SOURCE DATA:
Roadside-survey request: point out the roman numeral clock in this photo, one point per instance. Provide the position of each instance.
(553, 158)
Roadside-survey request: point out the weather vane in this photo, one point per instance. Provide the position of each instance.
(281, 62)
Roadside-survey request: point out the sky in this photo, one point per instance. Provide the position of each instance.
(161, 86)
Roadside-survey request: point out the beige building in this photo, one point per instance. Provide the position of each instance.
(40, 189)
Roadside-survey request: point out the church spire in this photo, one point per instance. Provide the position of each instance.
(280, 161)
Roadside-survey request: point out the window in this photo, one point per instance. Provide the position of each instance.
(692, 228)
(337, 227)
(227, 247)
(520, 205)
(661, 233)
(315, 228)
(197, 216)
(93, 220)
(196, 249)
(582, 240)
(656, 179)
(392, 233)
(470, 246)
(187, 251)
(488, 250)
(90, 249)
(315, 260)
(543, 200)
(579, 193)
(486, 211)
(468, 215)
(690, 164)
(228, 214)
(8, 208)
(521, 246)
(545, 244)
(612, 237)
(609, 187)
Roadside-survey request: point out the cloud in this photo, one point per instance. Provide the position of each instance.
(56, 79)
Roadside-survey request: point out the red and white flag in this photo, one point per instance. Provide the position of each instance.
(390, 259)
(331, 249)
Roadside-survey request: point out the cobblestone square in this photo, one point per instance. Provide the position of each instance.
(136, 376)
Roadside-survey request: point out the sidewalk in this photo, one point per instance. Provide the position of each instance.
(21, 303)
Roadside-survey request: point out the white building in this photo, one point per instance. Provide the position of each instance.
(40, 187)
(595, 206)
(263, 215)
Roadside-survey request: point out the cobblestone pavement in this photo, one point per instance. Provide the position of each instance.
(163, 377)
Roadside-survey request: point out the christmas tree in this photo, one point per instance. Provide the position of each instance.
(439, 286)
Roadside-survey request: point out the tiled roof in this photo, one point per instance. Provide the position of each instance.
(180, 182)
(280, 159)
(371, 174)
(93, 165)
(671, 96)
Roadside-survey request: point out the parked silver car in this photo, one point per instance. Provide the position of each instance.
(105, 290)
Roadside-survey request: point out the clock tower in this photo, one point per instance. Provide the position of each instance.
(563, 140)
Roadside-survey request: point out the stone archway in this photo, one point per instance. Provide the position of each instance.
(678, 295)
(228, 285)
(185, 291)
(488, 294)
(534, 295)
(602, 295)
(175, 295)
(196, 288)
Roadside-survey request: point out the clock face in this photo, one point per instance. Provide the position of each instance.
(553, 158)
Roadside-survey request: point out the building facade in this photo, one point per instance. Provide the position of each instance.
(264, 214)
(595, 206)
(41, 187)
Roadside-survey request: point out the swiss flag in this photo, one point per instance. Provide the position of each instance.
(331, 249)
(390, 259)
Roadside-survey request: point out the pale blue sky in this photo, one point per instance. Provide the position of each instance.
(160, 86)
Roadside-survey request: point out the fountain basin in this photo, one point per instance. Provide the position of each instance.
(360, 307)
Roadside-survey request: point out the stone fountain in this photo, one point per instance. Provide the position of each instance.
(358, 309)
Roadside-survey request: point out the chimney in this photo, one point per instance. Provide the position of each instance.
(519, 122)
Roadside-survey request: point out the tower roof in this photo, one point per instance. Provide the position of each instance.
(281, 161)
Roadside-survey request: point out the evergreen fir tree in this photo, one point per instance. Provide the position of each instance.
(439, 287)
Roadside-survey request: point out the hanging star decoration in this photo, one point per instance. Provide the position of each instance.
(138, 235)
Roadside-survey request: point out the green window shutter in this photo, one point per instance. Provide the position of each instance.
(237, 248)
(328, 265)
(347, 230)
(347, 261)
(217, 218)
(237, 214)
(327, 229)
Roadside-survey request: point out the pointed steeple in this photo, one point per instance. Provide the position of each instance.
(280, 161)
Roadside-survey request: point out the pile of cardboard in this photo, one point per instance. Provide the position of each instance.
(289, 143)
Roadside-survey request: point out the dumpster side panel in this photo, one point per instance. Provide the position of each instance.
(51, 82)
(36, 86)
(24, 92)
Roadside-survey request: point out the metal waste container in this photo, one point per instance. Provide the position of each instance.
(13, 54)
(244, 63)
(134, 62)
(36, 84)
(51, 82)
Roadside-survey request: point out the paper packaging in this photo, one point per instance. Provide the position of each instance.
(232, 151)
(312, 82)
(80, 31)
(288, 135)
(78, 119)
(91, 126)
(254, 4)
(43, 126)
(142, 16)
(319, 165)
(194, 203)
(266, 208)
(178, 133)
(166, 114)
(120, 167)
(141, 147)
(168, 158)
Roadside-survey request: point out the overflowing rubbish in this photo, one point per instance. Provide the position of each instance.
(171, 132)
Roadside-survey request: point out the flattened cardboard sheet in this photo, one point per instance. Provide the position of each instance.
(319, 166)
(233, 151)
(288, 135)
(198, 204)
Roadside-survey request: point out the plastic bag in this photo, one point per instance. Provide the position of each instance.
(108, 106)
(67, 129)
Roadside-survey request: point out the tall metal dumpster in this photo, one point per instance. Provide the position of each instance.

WORK REQUIRED: Copy out every record above once more, precisely as written.

EXPECTED ANSWER:
Roadside-survey request: point out the roman numeral clock in this photo, one point per instance. Provide the position of each instance.
(553, 158)
Roadside-survey request: point out the weather vane in this photo, one point per instance. Provide the position of each instance.
(281, 62)
Roadside-survey request: point out the sky in this photo, one point per instance. Provide the position of each instance.
(161, 86)
Roadside-survey request: point out the beige building in this photo, one point per instance. Provide the position of each instance.
(40, 189)
Roadside-survey request: point out the church spire in this photo, one point per instance. Provide the position of each instance.
(280, 161)
Roadside-survey request: point out the window in this photo, one point per instance. Provide the position of each instance.
(692, 228)
(337, 227)
(227, 247)
(520, 205)
(661, 233)
(315, 228)
(197, 216)
(93, 220)
(196, 249)
(582, 240)
(656, 179)
(392, 233)
(470, 246)
(187, 251)
(488, 250)
(90, 249)
(315, 260)
(543, 200)
(579, 193)
(486, 211)
(468, 215)
(690, 164)
(228, 214)
(8, 208)
(521, 246)
(545, 244)
(612, 237)
(609, 187)
Roadside-survey request: point out the cloud in this photo, one point per instance. Provide the position of each instance.
(56, 79)
Roadside-survey request: point out the red and white flag in this photo, one point per instance. Provide the position of each instance.
(390, 259)
(331, 249)
Roadside-survey request: point out the cobblestone square in this photo, one point per instance. Provide the position of each instance.
(136, 376)
Roadside-survey request: point out the sidewalk in this photo, one point per instance. Provide the position of each instance.
(21, 303)
Roadside-survey request: point out the white building in this photo, one point per instance. Provide the position of each instance.
(40, 187)
(595, 206)
(263, 215)
Roadside-survey request: point out the cobblestone pavement in this photo, one point per instance. Provide the position of each instance.
(163, 377)
Roadside-survey request: point out the christmas tree in this photo, one point per instance. Provide the position of each instance.
(439, 286)
Roadside-survey request: point out the tiled roof in this photo, one point per instance. Provide the position of each instance.
(180, 182)
(280, 159)
(371, 174)
(93, 165)
(671, 96)
Roadside-survey request: point out the parked silver car in this photo, one point per instance. Provide the position of each instance.
(105, 290)
Roadside-survey request: point out the clock tower in this photo, one point per instance. Provide the position of each instance.
(563, 140)
Roadside-survey request: point out the stone archway in this photo, one point per instance. Provide the position of each instance.
(678, 295)
(228, 285)
(185, 291)
(488, 294)
(534, 295)
(602, 295)
(175, 295)
(196, 288)
Roadside-survey request: point out the clock face in this photo, one point per instance. Provide the position of each instance.
(553, 158)
Roadside-survey request: point out the building facade in this photo, one point per instance. Provide the position of each instance.
(264, 214)
(595, 206)
(41, 187)
Roadside-survey request: point out the swiss flag in this photo, one point per instance. Provide the position of each instance.
(331, 249)
(390, 259)
Roadside-survey request: point out the pale blue sky in this photo, one point per instance. Provide the position of each instance.
(160, 86)
Roadside-survey request: point out the fountain basin in this photo, one point per instance. Provide the position of each instance.
(360, 307)
Roadside-survey request: point out the stone fountain in this photo, one point per instance. Provide the position of each instance.
(358, 309)
Roadside-survey request: point out the chimney in this photo, one point per instance. Provide the position of each instance.
(519, 122)
Roadside-survey request: point out the tower roof in this photo, one point per instance. Provide the position of each instance.
(281, 161)
Roadside-survey request: point out the evergreen fir tree in this photo, one point per instance. Provide the position of each instance.
(439, 287)
Roadside-survey request: point out the hanging star decoration in this photo, one point per instance. Provide the position of each instance.
(138, 235)
Roadside-survey request: point out the green window shutter in this photo, one point per instance. Provide the position of each instance.
(237, 248)
(328, 265)
(347, 230)
(347, 261)
(217, 218)
(237, 214)
(327, 229)
Roadside-survey request: point out the pointed steeple in this photo, one point per instance. Provide the position of each instance.
(280, 161)
Roadside-survey request: point out the pile of cardboard in this photo, one point per instance. Provide the position of each instance.
(289, 143)
Roadside-survey request: point out the dumpster side panel in this photo, one point per instance. Provide the position of each instance.
(51, 82)
(36, 86)
(24, 92)
Roadside-survey request: point out the metal waste container in this photo, one point per instance. Provide the position of each instance.
(13, 54)
(244, 63)
(134, 62)
(36, 84)
(51, 82)
Roadside-survey request: point out the paper packaging in this photo, one point per instance. Provide the position of each instance.
(232, 151)
(312, 82)
(80, 31)
(288, 135)
(78, 119)
(91, 126)
(254, 4)
(43, 126)
(142, 16)
(319, 165)
(194, 203)
(266, 208)
(178, 133)
(166, 114)
(120, 167)
(141, 147)
(168, 158)
Roadside-survey request: point out the overflowing rubbish in this photo, one point per instance. Provide the position of each instance.
(171, 132)
Roadside-survey request: point out the flattened cardboard sheet in this photo, one point per instance. Provide the position of each instance.
(319, 166)
(233, 151)
(288, 135)
(198, 204)
Roadside-survey request: point out the plastic bag in this photo, one point per instance. Provide the position of each instance.
(108, 106)
(67, 129)
Roadside-survey request: point out the tall metal dumpster in this photo, one point per instance. Provide the position of each instance.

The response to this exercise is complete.